In finale la spunta il serbo in rimonta, 2-1 (5-7, 7-6, 7-6) ma Carlito così dentro la partita non lo vedevamo da un pezzo. Il bilancio degli scontri diretti si pareggia: due vittorie a testa

Pubblicato:

Auden Bavaro

Auden Bavaro

Giornalista

Lo sporco lavoro del coordinamento: qualcuno lo deve pur fare. Eppure, quando ha modo di pigiare le dita sulla tastiera, restituisce storie e racconti di sport che valgono il biglietto

Altre tre ore e cinquanta a celebrare nell’eternità la fenomenologia del tennis che conta: Novak Djokovic e Carlos Alcaraz hanno ossequiato l’Ohio, Cincinnati, se stessi e l’un altro vicendevolmente: finale da bacheca sempiterna, la spunta Nole in rimonta, per 2 set a 1 (5-7, 7-6, 7-6) ma Carlito così dentro la partita, così devastante e tanto splendido non lo vedevamo da un pezzo.

Si dirà per difetto di fantasia che il passaggio del testimone può aspettare, e un po’ lo dico anche io. Ma non è questo il focus: punto 1, Carlito renderà sempiterna gratitudine a Nole per queste lezioni non dovute che gli serviranno per diventare il più grande di tutti.

Punto 2, Novak pareggia i conti delle sfide dirette: ora ne hanno vinte due a testa. Il serbo sa che, prima di salutare per sempre, questa statistica va tenuta bilanciata perché la leggenda di Carlos – e che leggenda, lo capiremo nel tempo – non dovrà bastare a scalfire la sua.

Che gli dici a un 36enne così?

Che gli dici a un 36enne che ha messo in bacheca 23 Slam e, con la vittoria di Cincinnati, 95 tornei senza nessuna voglia di abdicare? Gli si piazza di fronte un ragazzino terribile, a Novak Djokovic, uno che pure gli somiglia da morire: nessuno è più simile a Nole di Carlos Alcaraz, che pare la nemesi del serbo.

Lo paragonano a Rafa Nadal, invece Carlito s’è abbeverato da lui: da Djoko. Ne ricorda movenze e caratteristiche, sembra Rocky – lo sfidante – quando in un tugurio di casa aveva messo la foto di Apollo Creed – il campione – nell’angolo di uno specchio per tenerlo sempre davanti agli occhi.

**Materiale estratto:**
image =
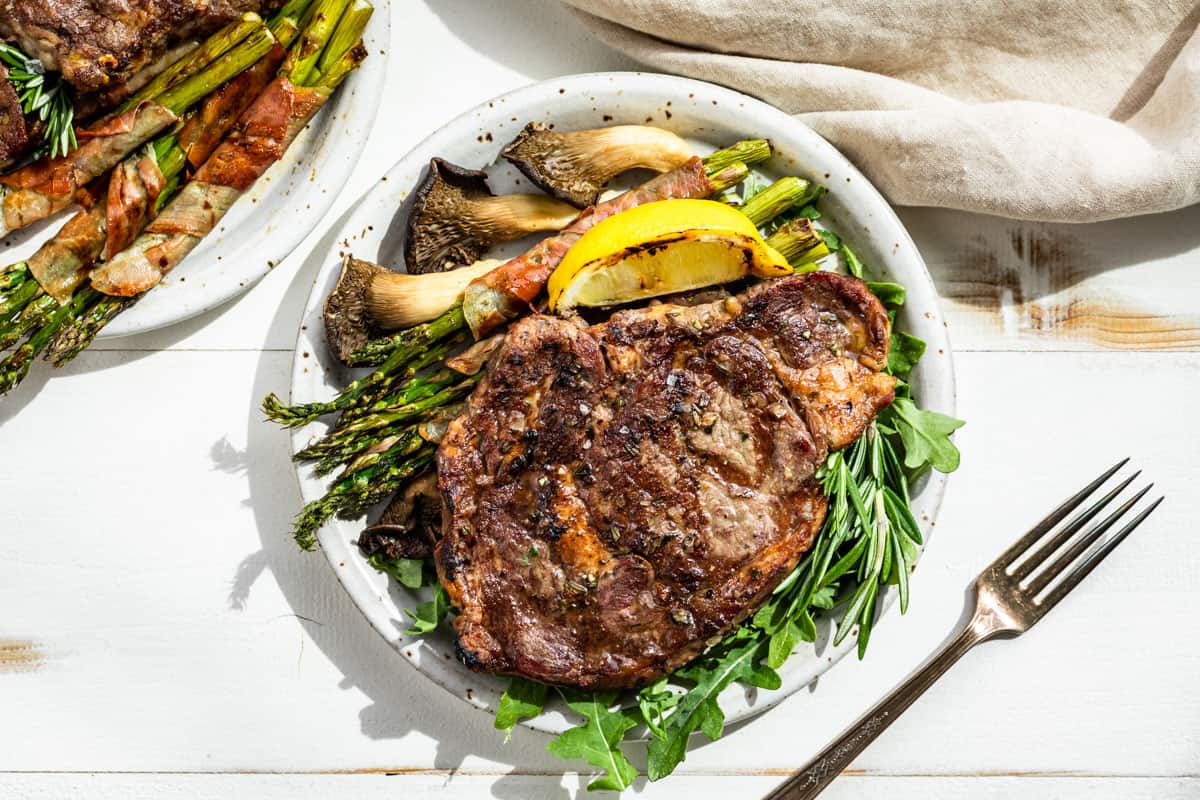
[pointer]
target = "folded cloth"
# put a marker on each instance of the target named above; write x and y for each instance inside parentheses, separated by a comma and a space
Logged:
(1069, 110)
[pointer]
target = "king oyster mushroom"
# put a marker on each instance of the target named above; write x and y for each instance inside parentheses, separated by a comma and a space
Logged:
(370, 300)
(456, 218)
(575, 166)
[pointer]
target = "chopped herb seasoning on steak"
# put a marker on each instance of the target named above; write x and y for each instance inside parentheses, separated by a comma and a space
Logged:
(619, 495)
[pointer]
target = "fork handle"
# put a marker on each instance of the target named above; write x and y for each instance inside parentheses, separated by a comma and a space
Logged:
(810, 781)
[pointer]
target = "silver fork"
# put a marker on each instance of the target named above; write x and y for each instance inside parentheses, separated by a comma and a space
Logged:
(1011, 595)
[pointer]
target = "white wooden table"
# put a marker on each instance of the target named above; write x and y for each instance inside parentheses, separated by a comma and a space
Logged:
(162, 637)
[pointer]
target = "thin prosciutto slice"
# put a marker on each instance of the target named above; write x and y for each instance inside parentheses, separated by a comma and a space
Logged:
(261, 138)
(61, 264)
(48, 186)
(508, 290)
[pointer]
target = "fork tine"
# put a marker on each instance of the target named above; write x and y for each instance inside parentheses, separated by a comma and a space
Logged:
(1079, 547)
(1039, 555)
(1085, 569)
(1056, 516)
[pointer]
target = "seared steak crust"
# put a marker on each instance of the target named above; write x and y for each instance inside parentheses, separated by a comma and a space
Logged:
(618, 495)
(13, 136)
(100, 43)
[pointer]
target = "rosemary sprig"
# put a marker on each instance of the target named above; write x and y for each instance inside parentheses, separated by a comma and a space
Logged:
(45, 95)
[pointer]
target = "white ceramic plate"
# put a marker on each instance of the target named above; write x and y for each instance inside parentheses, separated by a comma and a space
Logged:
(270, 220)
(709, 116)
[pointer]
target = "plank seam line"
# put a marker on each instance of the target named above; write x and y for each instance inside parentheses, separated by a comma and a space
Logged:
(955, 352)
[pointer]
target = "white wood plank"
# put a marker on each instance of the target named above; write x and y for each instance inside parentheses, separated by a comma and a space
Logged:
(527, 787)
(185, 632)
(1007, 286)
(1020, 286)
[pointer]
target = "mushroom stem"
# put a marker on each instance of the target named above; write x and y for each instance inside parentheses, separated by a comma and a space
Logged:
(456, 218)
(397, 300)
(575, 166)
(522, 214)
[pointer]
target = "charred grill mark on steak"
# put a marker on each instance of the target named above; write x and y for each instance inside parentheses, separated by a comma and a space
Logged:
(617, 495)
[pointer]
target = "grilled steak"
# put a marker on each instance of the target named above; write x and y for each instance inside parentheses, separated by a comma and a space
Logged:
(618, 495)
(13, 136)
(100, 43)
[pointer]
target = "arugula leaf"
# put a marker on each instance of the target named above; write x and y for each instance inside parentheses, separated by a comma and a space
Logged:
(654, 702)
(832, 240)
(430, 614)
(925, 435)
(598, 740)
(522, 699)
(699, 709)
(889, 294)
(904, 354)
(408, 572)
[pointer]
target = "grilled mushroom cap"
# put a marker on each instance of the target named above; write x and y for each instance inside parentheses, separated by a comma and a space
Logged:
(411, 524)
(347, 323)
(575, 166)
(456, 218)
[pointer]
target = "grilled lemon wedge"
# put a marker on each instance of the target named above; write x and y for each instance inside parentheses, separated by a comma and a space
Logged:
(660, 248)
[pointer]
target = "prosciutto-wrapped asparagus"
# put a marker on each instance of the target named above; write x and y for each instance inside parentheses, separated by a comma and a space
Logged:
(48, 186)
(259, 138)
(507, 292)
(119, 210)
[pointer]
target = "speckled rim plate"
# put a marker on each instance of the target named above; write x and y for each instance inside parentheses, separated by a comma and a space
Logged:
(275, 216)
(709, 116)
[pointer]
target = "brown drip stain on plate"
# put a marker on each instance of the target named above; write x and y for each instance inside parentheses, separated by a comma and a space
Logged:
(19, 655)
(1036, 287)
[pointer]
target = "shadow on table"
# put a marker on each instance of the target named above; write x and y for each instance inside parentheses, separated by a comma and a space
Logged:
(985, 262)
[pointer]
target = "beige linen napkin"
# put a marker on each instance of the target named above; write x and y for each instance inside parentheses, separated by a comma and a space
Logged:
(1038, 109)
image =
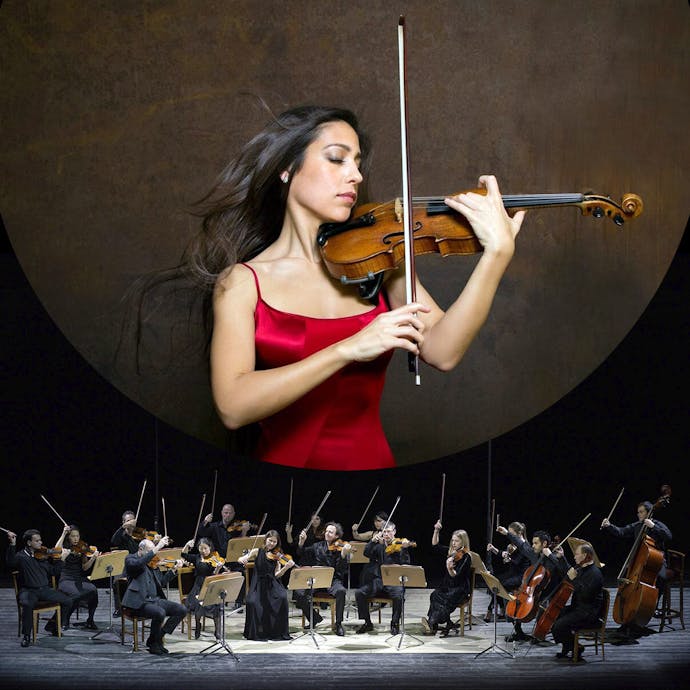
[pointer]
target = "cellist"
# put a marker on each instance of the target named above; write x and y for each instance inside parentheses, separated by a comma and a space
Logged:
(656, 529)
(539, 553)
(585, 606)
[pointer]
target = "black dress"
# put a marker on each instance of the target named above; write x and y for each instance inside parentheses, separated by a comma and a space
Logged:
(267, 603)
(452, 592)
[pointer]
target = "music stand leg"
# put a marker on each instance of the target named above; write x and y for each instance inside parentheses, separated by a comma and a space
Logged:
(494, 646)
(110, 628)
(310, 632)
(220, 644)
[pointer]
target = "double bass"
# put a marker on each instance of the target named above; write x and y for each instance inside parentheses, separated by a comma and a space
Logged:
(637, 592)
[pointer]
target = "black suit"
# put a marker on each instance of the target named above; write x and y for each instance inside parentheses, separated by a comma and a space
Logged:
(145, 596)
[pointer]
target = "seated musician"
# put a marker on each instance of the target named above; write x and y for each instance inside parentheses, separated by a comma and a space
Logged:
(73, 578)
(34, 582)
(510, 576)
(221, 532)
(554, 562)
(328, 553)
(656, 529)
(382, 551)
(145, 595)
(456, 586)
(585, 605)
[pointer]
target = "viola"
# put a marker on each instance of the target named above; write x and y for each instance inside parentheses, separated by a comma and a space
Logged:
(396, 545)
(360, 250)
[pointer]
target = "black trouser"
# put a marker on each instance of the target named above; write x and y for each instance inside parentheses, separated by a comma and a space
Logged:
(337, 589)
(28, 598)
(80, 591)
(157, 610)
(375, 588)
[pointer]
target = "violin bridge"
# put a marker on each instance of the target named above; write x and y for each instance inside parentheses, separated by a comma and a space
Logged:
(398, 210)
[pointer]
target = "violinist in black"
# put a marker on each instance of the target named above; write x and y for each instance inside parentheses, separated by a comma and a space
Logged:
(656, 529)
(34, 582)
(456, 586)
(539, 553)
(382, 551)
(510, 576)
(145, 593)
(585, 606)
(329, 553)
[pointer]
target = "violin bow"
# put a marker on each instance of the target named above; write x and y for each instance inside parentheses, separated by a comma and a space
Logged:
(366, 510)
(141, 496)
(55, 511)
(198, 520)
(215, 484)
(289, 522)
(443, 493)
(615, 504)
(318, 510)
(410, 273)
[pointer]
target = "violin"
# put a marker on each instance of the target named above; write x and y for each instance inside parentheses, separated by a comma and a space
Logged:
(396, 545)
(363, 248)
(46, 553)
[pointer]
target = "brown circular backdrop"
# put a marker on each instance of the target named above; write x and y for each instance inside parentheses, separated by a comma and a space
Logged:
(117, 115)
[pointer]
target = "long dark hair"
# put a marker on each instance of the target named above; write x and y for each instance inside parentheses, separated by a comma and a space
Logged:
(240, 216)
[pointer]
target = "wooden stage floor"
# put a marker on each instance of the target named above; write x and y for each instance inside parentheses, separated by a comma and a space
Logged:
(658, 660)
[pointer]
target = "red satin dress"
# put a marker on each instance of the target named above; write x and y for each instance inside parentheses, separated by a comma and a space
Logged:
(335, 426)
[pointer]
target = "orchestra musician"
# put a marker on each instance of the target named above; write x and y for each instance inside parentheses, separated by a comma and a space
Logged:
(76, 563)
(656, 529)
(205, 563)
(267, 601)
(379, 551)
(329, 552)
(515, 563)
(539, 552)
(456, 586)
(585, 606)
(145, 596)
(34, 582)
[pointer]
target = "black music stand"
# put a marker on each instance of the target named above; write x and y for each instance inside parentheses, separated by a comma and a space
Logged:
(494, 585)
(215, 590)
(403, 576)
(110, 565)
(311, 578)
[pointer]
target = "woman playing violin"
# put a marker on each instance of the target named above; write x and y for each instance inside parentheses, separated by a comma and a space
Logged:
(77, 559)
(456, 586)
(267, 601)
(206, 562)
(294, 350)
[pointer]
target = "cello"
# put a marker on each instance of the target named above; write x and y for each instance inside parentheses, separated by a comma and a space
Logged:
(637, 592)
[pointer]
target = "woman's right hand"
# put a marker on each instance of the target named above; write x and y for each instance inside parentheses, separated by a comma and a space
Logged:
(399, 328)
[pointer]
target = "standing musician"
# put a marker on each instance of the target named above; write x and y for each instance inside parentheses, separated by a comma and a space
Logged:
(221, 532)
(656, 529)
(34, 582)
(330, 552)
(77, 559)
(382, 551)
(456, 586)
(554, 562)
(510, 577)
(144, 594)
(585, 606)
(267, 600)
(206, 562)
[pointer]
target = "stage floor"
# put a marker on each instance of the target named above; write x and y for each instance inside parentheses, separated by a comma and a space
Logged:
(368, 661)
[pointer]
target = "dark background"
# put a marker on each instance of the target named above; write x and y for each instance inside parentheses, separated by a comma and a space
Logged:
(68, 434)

**Esercizi:**
1. Riassumi in poche righe il paragrafo dell'articolo sulla finale di Cincinnati che comincia con «Che gli dici a un 36enne che ha messo in bacheca», senza perderne i fatti principali.
2. Riporta il brano dell'articolo sulla finale di Cincinnati che va da "Lo sporco lavoro" fino a "splendido non lo vedevamo da un pezzo.", incluso.

**Risultati:**
1. Novak Djokovic ha 36 anni, 23 Slam e, con Cincinnati, 95 tornei vinti, ma non ha alcuna voglia di abdicare. Davanti a lui c'è Carlos Alcaraz, un ragazzino terribile che gli somiglia moltissimo. Nessuno è più simile a Nole, e Alcaraz sembra la sua nemesi.

2.
Lo sporco lavoro del coordinamento: qualcuno lo deve pur fare. Eppure, quando ha modo di pigiare le dita sulla tastiera, restituisce storie e racconti di sport che valgono il biglietto

Altre tre ore e cinquanta a celebrare nell’eternità la fenomenologia del tennis che conta: Novak Djokovic e Carlos Alcaraz hanno ossequiato l’Ohio, Cincinnati, se stessi e l’un altro vicendevolmente: finale da bacheca sempiterna, la spunta Nole in rimonta, per 2 set a 1 (5-7, 7-6, 7-6) ma Carlito così dentro la partita, così devastante e tanto splendido non lo vedevamo da un pezzo.